• **Written problem**: Rewrite the listing below, replacing "spot" with "locate" everywhere and leaving everything else unchanged. Omit the pictures from your answer.

• **Provided information**:
----

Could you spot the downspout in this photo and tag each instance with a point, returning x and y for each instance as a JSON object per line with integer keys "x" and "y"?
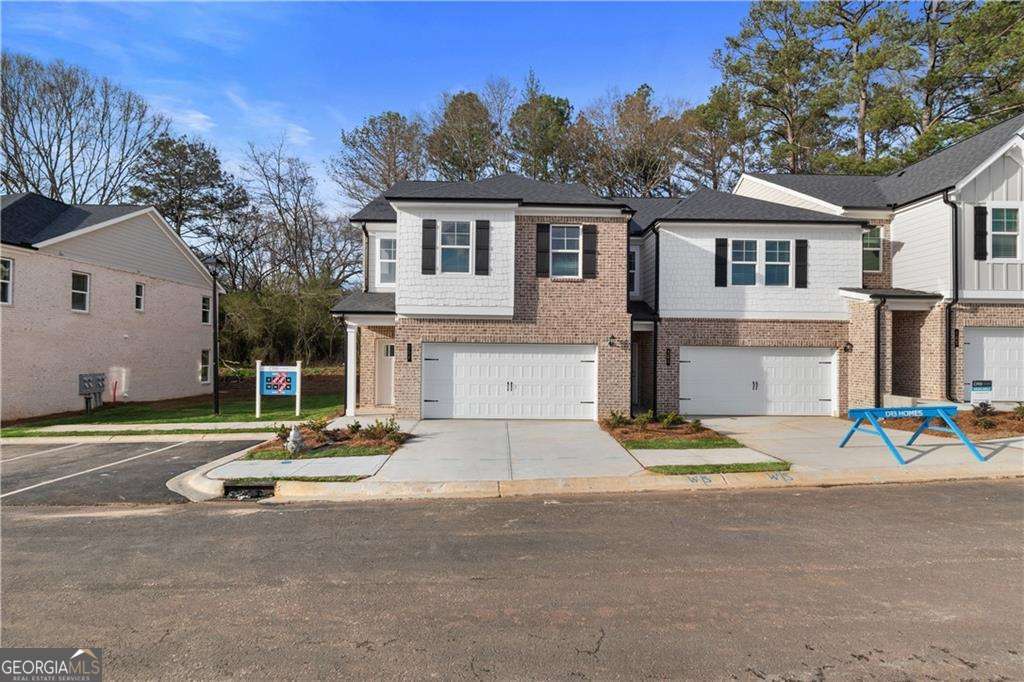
{"x": 950, "y": 332}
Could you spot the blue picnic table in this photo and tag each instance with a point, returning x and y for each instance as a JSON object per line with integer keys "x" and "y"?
{"x": 875, "y": 416}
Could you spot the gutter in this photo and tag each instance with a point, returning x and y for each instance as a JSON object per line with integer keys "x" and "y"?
{"x": 950, "y": 314}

----

• **Task output**:
Could you locate the downspout in this photo and tag each instance with a point, returning x and y for each instance as a JSON object per line with integer keys "x" and "y"?
{"x": 950, "y": 332}
Could you locate the blue picnic table in this photo and tag each instance with a point, returning x and y for each instance as a JSON object per line with integer keys "x" and "y"?
{"x": 875, "y": 416}
Could you locate the gutter in this photo and tag each instance with a point, returning x and y for each instance as a JSON object per line with integer keys "x" and "y"?
{"x": 950, "y": 314}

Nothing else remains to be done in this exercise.